§ WHAT YOU NEED TO DO: Your task is to filter the entries and copy every line containing the string "wall".

§ TASK INPUTS:
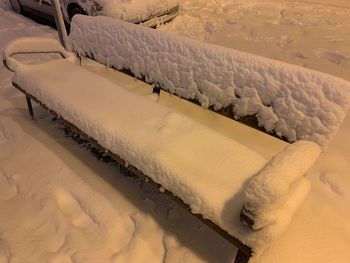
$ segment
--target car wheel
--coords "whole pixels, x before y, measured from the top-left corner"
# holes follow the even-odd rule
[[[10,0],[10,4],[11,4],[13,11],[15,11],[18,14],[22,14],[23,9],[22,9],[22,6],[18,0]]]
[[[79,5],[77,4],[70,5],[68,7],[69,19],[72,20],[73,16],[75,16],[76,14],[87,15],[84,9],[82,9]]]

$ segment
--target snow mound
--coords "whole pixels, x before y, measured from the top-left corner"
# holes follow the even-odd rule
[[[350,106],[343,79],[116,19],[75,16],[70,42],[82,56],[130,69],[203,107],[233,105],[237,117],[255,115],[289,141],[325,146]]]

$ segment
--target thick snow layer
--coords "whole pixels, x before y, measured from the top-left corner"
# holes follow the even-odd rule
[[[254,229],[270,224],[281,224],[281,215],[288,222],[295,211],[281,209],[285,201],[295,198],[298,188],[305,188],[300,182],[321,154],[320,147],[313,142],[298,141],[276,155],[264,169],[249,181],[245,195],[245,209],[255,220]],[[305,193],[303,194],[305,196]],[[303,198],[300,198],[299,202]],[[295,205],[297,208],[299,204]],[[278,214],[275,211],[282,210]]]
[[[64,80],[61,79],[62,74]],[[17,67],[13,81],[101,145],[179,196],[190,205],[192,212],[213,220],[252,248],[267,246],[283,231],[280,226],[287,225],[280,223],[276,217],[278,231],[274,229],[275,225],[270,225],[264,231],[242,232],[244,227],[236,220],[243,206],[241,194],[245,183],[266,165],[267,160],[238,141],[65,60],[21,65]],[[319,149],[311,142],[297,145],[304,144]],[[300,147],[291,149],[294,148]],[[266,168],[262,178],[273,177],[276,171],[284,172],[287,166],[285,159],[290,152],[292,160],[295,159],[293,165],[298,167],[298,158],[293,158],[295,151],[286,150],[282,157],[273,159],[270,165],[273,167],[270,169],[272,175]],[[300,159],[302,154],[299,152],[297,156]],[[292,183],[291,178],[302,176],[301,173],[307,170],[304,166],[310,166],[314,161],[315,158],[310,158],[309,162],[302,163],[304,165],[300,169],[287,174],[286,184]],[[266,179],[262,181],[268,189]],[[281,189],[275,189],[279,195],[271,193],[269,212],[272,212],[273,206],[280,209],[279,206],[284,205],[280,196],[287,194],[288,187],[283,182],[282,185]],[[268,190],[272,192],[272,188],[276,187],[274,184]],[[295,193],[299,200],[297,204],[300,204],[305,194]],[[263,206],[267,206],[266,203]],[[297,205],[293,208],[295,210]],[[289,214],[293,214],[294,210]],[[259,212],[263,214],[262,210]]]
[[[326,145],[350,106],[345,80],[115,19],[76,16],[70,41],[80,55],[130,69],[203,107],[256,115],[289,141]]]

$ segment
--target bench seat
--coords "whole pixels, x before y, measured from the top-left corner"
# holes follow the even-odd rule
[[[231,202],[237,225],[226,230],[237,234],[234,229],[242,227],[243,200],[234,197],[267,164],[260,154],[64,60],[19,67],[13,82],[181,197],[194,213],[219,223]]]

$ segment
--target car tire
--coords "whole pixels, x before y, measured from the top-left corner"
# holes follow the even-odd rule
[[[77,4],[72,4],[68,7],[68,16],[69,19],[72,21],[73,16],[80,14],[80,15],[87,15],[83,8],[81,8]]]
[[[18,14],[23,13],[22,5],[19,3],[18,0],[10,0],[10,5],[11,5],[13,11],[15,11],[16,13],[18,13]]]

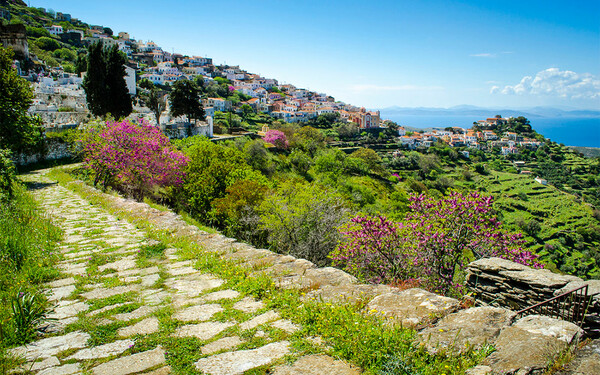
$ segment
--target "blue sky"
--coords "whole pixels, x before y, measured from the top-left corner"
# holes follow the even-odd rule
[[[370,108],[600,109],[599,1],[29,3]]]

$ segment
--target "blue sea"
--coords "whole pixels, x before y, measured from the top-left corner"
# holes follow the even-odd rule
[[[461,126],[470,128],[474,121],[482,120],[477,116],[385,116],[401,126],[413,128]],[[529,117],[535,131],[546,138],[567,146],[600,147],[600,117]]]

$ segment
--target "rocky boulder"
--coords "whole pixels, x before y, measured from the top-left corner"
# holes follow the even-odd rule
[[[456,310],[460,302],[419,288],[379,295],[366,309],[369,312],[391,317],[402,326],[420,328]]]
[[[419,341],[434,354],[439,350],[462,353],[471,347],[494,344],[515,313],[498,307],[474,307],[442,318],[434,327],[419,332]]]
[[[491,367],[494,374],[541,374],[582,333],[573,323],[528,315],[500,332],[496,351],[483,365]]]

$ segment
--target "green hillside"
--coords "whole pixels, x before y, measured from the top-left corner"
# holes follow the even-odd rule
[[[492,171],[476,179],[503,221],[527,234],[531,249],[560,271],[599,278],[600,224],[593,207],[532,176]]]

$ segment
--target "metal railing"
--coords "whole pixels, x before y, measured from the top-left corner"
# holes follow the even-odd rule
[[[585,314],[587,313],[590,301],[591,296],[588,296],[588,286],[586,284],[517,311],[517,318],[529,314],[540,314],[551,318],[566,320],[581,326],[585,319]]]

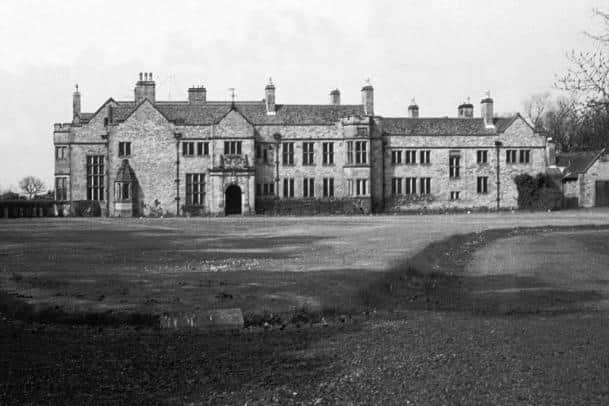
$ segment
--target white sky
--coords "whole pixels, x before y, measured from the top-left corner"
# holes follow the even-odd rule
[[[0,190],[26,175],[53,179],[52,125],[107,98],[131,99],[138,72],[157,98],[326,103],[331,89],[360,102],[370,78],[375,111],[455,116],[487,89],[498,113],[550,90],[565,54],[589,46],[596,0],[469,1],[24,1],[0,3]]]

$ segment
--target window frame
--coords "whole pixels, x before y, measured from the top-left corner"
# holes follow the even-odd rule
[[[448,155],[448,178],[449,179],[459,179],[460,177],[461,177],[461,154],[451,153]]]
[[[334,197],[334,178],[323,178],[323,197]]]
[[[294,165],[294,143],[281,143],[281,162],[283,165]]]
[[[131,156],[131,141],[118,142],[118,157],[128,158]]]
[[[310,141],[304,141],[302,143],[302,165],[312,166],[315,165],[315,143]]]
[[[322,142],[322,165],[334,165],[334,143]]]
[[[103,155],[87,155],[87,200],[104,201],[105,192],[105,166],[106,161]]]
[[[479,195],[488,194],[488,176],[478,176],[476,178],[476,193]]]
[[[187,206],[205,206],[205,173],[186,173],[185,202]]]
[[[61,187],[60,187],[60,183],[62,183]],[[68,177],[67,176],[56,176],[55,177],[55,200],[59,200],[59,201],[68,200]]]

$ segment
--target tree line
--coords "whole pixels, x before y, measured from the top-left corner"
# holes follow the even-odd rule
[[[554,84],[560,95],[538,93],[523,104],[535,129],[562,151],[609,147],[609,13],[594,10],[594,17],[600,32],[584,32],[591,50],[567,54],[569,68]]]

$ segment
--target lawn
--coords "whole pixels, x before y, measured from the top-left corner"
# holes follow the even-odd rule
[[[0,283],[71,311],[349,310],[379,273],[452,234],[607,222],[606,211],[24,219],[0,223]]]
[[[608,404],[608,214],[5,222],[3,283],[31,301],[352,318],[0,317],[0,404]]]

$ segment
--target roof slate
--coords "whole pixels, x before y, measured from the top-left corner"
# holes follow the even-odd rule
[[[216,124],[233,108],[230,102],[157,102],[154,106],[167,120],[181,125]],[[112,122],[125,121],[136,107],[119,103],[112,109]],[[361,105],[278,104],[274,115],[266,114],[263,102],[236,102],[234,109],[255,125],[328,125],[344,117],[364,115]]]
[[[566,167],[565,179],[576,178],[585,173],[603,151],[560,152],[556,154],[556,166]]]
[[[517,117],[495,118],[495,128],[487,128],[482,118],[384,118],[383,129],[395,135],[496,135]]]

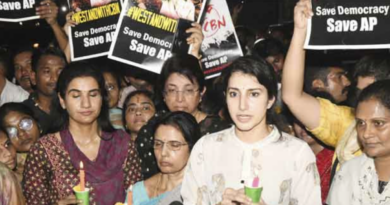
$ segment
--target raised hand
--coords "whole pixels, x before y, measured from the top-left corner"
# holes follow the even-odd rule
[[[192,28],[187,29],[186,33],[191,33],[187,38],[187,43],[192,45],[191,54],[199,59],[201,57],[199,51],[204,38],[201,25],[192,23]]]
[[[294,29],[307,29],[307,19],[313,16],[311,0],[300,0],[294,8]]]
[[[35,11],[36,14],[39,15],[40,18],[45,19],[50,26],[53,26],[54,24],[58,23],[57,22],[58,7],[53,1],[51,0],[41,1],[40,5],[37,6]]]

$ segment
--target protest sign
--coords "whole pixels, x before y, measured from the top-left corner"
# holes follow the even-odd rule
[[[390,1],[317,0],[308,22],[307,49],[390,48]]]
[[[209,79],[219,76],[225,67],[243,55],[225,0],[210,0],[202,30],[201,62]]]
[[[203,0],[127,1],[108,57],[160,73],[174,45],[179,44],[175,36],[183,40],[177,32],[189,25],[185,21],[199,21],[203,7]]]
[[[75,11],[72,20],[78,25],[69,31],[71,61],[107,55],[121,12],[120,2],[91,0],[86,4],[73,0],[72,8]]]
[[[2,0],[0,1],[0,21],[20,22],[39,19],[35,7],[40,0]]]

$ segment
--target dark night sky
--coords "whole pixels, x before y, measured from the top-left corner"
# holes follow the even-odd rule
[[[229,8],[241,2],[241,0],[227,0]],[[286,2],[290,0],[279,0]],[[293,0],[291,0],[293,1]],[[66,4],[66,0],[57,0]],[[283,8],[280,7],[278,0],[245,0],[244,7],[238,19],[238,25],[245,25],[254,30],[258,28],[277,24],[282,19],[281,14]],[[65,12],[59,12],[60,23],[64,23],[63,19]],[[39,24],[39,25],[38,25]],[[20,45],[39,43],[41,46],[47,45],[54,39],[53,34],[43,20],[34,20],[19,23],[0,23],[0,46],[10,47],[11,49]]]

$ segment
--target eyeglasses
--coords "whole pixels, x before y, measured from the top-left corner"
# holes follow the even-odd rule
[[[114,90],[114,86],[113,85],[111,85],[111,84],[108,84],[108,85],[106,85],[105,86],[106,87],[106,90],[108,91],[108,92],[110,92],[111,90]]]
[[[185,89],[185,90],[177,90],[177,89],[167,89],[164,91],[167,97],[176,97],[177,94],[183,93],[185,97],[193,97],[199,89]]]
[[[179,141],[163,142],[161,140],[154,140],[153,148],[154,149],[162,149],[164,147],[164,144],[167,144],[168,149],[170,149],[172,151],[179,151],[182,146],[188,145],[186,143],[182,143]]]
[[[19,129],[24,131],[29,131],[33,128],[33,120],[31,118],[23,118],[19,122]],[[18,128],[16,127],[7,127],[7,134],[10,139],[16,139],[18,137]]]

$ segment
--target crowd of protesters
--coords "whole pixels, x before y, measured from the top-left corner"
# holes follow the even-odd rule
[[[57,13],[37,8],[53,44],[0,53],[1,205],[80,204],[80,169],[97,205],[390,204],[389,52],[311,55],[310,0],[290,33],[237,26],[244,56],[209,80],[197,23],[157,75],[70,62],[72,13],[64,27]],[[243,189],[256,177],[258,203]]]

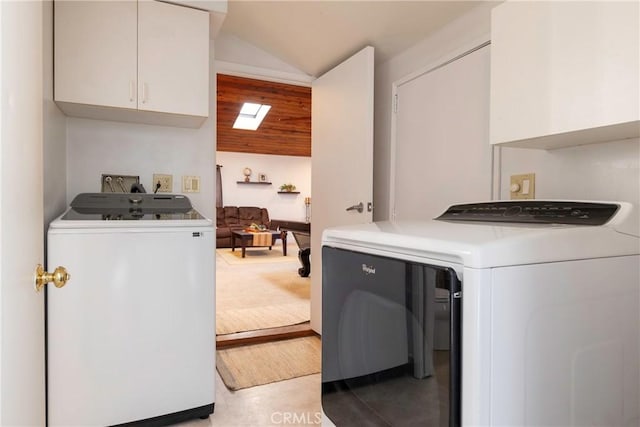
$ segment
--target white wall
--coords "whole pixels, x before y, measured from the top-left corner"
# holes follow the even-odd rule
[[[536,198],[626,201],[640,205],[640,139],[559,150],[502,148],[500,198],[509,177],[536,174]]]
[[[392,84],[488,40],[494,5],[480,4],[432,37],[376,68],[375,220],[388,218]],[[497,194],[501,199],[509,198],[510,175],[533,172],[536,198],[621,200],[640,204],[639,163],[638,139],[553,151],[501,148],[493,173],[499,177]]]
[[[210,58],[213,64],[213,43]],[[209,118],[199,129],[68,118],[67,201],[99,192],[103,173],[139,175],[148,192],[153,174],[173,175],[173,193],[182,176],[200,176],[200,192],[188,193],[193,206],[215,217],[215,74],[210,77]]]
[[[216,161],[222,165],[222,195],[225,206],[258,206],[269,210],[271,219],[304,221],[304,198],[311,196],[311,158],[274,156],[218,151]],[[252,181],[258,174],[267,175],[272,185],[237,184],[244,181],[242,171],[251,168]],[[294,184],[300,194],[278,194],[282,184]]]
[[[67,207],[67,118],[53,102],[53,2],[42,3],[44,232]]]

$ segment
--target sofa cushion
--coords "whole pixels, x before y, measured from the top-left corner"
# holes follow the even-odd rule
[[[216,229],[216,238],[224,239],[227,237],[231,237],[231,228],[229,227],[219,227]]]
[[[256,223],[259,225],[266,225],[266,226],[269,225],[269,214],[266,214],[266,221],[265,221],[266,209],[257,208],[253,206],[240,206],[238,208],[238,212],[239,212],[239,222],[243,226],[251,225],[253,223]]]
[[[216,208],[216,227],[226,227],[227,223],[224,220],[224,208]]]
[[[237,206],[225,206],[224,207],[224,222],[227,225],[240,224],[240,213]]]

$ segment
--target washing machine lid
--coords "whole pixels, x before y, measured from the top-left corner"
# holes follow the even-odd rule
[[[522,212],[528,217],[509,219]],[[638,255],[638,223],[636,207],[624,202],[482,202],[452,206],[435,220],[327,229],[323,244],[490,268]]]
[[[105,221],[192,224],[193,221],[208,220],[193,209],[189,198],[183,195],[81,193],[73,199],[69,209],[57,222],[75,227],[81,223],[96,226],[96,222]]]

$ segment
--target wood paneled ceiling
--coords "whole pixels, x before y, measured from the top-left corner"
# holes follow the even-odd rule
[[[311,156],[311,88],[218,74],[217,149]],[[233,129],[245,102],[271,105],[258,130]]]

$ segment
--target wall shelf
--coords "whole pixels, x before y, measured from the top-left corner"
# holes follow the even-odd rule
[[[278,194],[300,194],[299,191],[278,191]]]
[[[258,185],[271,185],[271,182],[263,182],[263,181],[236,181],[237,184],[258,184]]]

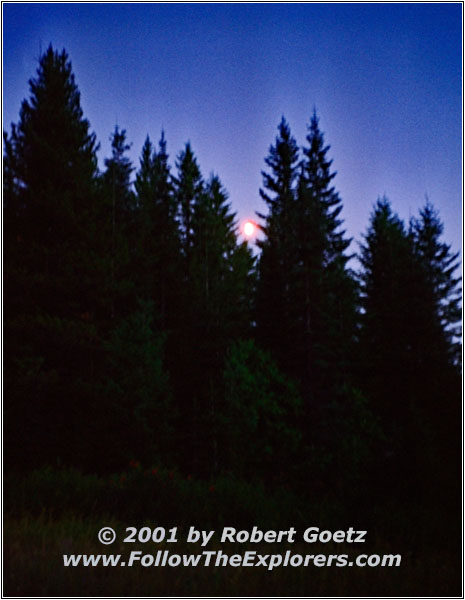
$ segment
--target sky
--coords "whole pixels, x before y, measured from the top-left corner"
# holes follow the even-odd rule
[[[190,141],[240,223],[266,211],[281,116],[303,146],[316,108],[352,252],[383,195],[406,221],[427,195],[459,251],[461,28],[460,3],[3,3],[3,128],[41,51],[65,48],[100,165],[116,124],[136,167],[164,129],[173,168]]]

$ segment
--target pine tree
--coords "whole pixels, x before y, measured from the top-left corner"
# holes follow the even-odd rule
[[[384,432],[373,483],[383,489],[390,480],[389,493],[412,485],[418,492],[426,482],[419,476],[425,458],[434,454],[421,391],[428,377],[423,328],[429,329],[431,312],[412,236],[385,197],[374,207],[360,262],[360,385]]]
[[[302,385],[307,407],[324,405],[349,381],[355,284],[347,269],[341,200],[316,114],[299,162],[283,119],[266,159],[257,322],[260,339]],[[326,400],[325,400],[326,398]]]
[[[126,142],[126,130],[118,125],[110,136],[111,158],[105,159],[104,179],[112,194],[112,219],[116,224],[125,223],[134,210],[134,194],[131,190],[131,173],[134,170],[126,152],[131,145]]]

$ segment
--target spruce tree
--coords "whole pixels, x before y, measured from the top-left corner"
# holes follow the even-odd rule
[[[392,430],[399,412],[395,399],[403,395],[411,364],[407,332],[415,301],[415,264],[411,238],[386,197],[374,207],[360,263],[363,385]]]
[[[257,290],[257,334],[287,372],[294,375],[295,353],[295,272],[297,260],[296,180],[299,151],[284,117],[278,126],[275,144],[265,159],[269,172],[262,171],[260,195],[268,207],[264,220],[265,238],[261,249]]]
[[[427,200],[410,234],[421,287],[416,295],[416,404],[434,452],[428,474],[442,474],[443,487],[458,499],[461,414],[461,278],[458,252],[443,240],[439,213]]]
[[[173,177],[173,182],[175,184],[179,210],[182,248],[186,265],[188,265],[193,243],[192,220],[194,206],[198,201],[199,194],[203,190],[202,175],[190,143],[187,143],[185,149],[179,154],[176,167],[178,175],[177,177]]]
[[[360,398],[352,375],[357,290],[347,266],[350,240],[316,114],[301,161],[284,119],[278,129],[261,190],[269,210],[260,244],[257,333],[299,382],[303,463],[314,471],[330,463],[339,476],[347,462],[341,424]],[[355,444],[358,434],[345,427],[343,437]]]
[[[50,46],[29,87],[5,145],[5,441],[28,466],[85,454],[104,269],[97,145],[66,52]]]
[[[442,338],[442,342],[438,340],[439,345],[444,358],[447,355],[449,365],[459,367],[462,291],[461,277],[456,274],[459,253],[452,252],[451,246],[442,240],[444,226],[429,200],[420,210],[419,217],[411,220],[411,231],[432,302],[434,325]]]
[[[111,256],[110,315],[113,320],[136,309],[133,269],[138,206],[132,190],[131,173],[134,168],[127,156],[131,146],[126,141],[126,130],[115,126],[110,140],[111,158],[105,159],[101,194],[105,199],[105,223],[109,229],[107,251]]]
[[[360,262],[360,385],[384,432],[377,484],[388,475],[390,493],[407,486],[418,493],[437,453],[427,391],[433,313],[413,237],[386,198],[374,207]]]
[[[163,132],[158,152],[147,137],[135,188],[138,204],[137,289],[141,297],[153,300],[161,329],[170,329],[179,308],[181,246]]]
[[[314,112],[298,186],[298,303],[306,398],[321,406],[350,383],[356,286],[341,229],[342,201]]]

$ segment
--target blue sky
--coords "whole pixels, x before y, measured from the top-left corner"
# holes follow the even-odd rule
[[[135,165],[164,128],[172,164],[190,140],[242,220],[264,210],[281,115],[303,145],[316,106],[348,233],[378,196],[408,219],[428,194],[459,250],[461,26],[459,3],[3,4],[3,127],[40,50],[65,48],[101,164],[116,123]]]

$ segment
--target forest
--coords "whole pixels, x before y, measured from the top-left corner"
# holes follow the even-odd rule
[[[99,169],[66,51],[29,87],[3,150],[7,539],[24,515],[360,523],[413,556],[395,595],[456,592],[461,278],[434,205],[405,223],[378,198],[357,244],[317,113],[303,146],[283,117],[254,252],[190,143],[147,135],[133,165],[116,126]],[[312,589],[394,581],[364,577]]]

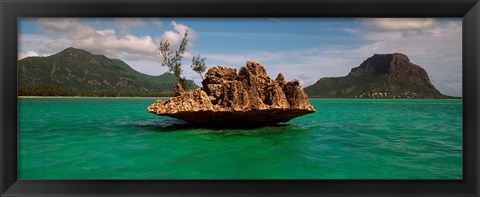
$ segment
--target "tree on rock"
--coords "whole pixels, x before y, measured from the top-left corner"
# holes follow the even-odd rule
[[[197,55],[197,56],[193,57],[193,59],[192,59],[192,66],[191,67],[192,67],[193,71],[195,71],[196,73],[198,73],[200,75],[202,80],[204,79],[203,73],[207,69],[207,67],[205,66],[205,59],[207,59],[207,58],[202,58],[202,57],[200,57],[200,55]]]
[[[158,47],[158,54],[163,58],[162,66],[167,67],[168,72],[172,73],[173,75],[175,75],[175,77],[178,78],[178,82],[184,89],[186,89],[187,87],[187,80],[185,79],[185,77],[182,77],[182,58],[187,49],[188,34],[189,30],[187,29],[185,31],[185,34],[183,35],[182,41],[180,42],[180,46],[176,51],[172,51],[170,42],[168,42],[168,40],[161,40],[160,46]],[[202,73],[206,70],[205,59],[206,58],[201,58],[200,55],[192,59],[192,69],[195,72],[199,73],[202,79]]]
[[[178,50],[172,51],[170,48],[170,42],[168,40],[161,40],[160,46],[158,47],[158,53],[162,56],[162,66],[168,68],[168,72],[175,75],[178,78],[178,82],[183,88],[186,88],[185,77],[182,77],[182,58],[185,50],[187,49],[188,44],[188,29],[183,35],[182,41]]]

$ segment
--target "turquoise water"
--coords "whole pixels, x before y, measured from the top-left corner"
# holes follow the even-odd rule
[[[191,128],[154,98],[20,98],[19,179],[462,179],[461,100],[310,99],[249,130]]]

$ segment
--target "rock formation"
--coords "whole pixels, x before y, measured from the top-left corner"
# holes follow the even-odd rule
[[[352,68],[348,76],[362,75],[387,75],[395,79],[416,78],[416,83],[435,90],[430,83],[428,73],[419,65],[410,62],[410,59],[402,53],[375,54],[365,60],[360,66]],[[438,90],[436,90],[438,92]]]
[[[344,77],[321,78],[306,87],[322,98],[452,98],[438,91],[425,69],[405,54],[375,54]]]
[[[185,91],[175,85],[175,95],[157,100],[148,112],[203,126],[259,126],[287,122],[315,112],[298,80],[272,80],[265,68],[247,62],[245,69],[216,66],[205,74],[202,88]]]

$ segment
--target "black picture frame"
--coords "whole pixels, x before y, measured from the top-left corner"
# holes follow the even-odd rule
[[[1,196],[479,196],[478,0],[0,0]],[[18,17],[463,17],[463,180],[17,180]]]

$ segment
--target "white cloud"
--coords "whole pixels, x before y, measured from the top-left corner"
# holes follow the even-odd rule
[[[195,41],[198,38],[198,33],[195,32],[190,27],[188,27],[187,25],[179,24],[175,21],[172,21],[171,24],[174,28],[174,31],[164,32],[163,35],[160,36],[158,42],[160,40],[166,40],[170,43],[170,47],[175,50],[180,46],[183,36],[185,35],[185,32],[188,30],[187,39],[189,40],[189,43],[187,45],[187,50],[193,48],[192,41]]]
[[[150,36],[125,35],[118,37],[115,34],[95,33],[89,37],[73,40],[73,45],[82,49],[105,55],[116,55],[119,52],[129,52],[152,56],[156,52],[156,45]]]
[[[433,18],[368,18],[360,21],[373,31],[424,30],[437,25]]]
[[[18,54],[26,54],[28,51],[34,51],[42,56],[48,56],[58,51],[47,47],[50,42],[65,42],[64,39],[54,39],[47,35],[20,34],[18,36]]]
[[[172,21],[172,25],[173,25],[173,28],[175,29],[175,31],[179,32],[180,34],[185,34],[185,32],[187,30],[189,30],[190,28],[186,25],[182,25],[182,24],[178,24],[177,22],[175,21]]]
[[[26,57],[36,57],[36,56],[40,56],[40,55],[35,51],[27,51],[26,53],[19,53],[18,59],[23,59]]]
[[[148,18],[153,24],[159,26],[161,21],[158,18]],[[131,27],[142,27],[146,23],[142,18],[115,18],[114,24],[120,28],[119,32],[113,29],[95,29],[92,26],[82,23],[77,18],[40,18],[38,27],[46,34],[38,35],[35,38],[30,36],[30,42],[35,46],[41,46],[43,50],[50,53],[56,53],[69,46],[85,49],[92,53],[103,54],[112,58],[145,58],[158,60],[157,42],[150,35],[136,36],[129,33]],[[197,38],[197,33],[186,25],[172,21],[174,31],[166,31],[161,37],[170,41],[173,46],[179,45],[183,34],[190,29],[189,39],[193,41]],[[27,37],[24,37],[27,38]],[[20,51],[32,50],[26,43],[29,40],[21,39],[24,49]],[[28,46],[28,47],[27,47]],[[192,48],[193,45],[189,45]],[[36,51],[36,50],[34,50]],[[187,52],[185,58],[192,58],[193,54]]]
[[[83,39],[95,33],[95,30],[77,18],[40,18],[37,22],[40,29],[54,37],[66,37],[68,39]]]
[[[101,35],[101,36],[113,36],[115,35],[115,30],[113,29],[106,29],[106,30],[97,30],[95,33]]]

§ ANSWER:
--target white wall
--target wall shelf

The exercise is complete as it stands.